• Aim of the exercise
Your task is to extract the lines from the one holding "Question. For every instance of the illuminated bridge" through the end of the material. Set them down exactly and add nothing.

(Point annotation records)
····················

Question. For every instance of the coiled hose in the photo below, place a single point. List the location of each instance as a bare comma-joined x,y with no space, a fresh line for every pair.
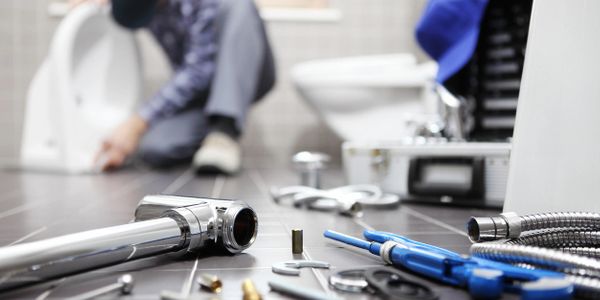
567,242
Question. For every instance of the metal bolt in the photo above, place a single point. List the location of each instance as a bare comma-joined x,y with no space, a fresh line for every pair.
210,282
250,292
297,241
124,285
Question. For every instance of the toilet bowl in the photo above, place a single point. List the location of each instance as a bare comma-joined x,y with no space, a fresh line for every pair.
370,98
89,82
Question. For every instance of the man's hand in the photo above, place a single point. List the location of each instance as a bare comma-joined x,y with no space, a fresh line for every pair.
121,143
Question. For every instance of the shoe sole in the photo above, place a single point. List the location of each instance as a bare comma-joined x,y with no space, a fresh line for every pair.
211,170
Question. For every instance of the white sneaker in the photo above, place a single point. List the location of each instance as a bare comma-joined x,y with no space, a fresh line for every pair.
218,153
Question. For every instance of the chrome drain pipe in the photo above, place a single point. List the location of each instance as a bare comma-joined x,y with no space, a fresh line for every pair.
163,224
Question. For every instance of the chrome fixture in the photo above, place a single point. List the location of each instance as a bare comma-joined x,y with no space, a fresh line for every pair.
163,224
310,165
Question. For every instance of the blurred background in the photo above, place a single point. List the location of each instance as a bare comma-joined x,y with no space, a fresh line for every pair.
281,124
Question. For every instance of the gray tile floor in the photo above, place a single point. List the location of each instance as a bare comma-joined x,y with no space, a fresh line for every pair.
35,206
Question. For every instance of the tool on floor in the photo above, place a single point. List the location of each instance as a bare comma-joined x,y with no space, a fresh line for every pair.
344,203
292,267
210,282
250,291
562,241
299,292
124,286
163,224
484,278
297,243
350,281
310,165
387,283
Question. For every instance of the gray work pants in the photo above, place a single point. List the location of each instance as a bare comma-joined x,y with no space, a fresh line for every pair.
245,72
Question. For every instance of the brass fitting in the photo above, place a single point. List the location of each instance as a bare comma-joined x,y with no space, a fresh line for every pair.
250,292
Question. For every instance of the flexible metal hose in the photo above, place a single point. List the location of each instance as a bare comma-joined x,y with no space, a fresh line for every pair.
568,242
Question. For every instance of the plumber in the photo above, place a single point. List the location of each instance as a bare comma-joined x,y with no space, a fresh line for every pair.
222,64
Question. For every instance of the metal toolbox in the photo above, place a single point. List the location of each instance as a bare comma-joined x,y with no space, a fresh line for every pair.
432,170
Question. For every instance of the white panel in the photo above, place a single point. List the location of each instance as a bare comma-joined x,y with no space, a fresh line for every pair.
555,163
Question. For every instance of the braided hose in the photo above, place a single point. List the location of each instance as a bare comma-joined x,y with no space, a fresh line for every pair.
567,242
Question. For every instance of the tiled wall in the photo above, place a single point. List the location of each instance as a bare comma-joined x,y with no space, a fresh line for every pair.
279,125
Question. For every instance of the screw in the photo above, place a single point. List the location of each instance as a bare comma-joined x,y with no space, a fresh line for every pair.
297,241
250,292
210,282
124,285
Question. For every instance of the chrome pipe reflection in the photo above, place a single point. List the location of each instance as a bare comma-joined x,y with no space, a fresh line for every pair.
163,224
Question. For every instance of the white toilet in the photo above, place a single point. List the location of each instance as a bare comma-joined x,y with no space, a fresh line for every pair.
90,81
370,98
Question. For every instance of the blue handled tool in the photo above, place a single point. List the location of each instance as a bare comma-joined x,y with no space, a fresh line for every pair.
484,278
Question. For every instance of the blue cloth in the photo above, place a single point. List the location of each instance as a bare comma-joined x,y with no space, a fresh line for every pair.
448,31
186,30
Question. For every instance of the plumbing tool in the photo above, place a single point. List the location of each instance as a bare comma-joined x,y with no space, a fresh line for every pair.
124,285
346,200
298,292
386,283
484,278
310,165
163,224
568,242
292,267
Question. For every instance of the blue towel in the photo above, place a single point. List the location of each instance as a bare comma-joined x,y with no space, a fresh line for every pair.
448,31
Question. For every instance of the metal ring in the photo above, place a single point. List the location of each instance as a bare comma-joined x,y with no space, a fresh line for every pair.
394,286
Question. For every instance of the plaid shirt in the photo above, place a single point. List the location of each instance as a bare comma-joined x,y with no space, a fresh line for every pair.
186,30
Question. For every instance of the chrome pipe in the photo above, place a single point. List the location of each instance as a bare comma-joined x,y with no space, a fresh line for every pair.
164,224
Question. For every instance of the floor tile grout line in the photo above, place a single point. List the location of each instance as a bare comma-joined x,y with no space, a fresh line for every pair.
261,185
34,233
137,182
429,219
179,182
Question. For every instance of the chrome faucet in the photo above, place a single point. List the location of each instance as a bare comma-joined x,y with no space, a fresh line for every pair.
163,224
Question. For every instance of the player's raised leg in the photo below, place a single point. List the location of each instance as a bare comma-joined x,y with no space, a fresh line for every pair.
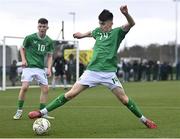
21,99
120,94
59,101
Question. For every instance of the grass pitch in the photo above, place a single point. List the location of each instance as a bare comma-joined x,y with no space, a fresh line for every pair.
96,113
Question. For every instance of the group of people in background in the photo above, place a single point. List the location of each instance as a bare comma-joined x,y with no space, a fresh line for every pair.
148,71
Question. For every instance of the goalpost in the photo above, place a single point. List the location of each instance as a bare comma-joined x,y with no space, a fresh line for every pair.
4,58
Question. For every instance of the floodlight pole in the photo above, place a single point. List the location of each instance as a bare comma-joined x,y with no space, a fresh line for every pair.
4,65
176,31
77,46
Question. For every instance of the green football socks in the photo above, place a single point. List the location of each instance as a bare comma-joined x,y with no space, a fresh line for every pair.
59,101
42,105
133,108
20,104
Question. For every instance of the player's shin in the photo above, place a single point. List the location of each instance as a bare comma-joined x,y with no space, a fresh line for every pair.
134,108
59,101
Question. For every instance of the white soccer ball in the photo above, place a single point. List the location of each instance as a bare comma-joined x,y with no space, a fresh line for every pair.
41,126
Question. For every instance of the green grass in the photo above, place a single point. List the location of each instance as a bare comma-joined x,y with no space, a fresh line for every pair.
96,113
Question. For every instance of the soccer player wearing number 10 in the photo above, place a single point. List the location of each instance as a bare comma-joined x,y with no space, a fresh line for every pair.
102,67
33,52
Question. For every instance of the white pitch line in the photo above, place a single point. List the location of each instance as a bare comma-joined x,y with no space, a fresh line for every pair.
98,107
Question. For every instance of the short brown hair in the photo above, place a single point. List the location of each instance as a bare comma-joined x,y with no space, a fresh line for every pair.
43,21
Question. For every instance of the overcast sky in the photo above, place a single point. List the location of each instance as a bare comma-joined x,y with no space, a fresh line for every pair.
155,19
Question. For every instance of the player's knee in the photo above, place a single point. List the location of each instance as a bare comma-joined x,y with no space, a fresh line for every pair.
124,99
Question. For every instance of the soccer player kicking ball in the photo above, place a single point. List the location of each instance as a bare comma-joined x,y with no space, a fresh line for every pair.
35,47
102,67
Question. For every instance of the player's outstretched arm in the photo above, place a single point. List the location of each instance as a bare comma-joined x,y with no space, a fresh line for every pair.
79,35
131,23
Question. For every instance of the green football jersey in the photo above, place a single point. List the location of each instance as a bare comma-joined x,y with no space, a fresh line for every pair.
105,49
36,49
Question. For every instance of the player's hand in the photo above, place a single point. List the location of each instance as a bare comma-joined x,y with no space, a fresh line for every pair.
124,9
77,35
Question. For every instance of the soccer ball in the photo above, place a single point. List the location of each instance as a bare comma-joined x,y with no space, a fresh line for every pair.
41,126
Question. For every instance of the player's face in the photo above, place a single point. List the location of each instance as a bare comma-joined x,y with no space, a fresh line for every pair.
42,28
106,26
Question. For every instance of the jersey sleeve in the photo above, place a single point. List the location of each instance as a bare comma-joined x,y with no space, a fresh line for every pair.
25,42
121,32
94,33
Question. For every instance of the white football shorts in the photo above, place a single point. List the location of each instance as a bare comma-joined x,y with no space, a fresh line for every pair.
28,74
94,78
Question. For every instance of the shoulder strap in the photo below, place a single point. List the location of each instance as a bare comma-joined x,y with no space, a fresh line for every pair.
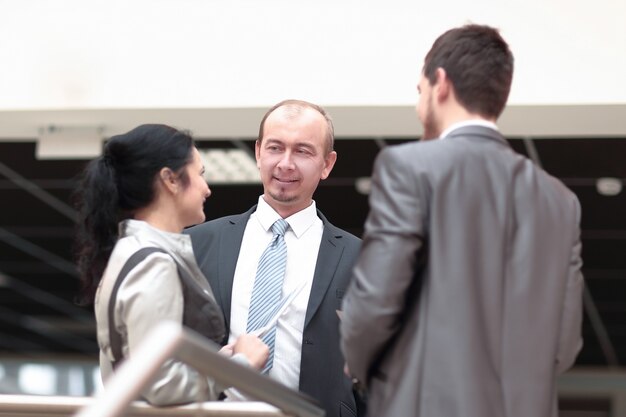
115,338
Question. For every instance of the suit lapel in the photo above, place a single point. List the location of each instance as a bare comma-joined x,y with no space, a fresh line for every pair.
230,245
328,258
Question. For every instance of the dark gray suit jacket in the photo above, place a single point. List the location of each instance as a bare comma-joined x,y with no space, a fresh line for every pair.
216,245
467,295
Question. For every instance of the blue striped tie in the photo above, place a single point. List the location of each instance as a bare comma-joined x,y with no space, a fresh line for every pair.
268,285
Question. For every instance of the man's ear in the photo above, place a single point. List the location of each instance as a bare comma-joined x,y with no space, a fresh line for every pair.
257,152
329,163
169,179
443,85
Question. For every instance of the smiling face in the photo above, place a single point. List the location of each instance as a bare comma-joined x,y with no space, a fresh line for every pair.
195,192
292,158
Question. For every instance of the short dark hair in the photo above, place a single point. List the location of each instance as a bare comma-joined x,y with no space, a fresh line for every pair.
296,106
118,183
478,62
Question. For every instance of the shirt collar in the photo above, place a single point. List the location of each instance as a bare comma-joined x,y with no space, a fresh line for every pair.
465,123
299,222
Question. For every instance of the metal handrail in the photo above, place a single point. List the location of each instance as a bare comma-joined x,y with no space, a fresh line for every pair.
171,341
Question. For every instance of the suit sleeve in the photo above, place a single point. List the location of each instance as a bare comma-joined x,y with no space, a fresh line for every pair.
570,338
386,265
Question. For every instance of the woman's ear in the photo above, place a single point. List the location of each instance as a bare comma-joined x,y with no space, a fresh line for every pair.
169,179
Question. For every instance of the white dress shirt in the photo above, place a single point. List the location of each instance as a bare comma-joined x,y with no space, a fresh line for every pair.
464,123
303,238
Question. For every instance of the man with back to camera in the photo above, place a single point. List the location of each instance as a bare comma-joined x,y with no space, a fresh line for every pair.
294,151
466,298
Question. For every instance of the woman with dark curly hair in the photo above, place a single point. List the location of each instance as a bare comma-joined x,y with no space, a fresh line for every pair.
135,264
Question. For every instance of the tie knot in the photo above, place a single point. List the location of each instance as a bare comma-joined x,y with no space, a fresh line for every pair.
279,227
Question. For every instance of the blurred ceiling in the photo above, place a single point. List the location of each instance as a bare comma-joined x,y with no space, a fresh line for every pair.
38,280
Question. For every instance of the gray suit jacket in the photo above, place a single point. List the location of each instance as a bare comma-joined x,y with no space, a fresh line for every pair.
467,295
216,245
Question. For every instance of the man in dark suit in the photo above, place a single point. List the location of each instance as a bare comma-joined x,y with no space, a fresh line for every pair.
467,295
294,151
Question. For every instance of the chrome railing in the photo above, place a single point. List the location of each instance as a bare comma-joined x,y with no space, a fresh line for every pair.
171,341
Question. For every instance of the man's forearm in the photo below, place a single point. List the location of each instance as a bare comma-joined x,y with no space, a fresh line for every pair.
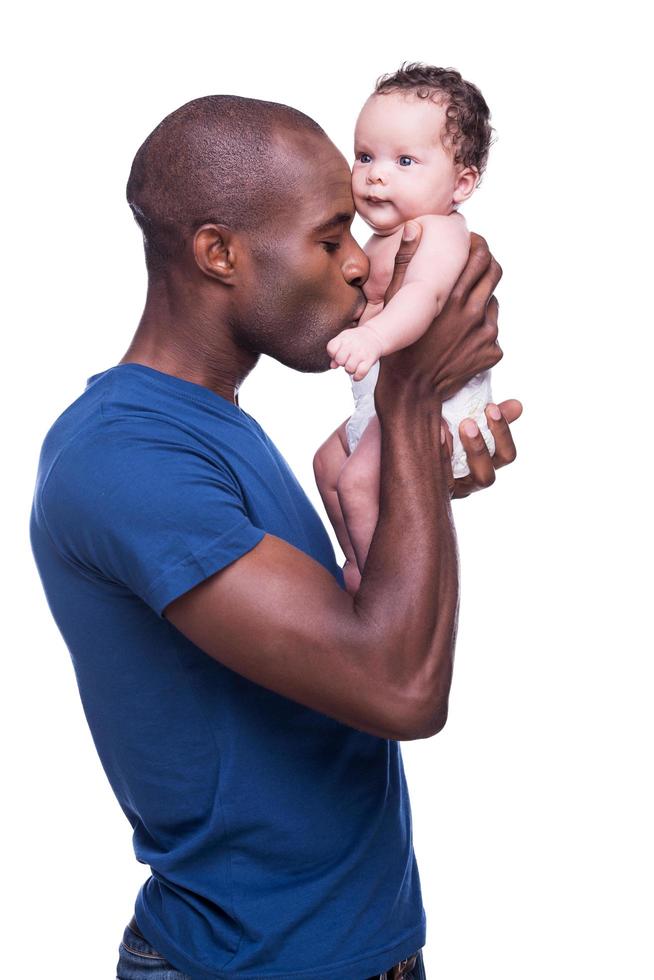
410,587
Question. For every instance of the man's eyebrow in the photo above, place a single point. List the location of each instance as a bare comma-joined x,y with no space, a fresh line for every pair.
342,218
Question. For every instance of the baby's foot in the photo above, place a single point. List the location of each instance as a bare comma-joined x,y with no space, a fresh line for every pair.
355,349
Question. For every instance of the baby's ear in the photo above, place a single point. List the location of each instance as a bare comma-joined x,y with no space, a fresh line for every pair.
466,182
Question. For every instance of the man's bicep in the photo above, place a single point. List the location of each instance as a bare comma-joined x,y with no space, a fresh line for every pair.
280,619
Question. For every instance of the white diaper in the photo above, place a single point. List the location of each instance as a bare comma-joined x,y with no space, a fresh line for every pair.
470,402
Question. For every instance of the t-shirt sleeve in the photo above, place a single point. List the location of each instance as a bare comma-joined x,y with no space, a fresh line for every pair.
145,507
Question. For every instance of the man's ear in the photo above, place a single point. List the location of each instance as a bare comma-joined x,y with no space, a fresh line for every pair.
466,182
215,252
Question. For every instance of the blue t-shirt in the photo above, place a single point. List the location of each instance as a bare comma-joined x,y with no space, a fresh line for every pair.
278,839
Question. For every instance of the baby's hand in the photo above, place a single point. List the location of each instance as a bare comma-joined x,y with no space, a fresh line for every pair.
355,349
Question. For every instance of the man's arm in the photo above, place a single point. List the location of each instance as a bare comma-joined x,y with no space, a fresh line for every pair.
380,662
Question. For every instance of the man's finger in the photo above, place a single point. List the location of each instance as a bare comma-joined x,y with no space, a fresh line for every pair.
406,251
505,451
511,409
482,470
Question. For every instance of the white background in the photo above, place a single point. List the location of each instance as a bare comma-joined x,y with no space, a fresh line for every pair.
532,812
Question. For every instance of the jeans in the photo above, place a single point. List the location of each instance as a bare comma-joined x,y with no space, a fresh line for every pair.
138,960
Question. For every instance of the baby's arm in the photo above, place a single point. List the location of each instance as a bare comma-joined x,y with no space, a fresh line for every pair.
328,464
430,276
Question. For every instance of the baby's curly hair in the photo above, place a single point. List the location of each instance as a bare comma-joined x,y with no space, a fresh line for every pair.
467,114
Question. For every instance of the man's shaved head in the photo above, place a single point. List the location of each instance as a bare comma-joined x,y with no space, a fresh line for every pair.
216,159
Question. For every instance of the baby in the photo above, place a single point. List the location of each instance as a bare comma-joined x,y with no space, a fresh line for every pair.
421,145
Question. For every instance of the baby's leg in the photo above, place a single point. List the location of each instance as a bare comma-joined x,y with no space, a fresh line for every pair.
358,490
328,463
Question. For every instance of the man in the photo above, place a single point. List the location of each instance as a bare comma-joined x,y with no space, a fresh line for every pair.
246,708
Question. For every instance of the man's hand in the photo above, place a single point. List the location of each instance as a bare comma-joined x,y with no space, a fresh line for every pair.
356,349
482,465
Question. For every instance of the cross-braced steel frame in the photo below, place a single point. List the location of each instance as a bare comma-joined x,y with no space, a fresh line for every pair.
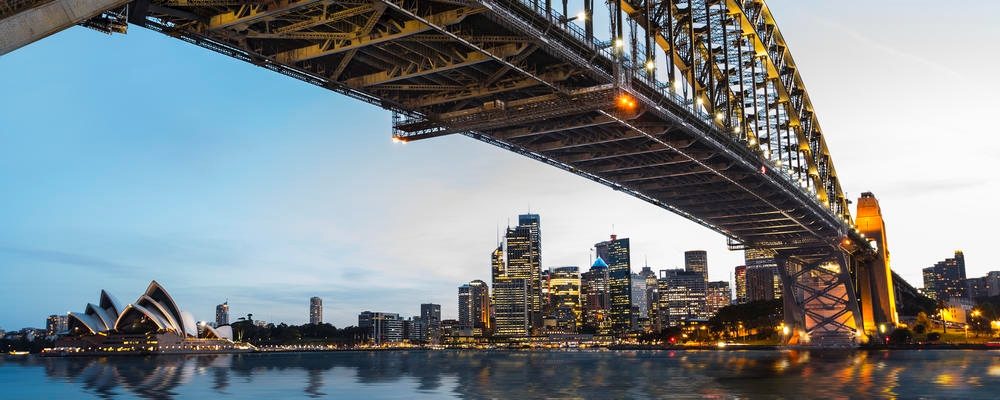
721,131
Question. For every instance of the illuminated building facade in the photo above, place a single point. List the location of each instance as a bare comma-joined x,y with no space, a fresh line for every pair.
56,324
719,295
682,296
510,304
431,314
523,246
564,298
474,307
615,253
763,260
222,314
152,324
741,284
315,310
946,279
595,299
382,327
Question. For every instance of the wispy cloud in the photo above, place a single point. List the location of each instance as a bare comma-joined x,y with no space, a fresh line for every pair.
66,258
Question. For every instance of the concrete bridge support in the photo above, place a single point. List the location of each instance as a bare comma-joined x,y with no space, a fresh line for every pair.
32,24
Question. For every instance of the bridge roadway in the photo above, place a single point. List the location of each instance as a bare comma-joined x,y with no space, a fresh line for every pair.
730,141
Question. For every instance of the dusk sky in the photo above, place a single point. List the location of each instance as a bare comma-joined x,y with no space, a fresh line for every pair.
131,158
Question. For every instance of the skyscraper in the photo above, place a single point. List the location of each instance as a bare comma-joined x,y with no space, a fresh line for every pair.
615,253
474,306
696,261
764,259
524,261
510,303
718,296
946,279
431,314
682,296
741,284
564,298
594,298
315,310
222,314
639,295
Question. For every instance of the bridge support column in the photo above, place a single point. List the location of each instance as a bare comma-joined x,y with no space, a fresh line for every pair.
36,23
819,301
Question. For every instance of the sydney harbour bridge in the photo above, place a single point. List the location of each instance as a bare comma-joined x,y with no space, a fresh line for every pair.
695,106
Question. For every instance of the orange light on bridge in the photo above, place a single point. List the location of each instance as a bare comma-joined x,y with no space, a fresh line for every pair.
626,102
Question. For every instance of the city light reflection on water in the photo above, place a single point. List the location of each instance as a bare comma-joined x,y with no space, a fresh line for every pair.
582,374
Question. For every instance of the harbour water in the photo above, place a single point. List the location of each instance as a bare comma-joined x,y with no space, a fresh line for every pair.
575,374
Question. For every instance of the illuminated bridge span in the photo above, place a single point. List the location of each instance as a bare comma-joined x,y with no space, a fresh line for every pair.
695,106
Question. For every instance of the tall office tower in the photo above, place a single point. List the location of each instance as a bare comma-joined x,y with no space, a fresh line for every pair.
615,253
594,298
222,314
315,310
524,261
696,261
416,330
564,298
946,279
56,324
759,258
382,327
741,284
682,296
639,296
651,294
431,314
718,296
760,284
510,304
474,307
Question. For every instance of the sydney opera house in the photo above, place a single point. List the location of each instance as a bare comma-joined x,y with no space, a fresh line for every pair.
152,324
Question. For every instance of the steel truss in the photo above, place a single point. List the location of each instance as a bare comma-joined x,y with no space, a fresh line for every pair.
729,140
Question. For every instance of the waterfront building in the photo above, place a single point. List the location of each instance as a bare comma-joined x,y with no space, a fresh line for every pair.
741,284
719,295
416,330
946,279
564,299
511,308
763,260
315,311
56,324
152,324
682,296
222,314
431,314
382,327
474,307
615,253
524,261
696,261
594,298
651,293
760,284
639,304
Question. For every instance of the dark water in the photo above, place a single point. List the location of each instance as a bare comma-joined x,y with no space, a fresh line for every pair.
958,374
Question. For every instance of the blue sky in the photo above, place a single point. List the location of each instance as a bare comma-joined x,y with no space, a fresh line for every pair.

····················

• Solution to this task
Question. For every instance of the illuminated bridge span in the photo above, place a single point. List the location of each instance as a bare comma-joined x,y with no space, a fresh line for every pair.
695,106
Question. For every instance of the tall office tower in the photo above, place a single point. List the location of each instance as a bare comma-joined x,y with no space, a fresh line for every pair.
615,253
594,298
222,314
315,310
524,261
696,261
416,330
564,298
946,279
56,324
759,258
382,327
741,284
682,296
639,296
651,294
431,314
718,296
760,284
510,304
474,307
Question. For every instance of the sydney opera house in the photo above, place a single point. List the location of each instance as a bare comma-joined x,y with no space, a fresh line for every pair.
152,324
Question. For every instance of the steel truss in the photo above, place a single point. List the location of each instance as a bare comma-joined x,y with no space, a fresh line for every pair.
729,140
Question. For every instance of the waterfront building in the photo above, place a single point. List the location of each instance as a bare comma-joined x,y with no space, a fresh line for every pair.
741,284
719,295
416,330
946,279
564,299
511,308
763,260
315,311
56,324
152,324
682,296
222,314
431,314
382,327
474,307
615,253
524,261
696,261
594,298
651,293
760,284
639,304
Question. For every instance of the dark water in the photo above, place a single point. List the location of each instance as a bare comma-joined x,y with no space, a fresh line for every pair.
958,374
Question. For every instance of the blue sky in the photo above, place a single point. List the location of each instance as a bare comma-joined x,y with no space, a fresh line for every pair.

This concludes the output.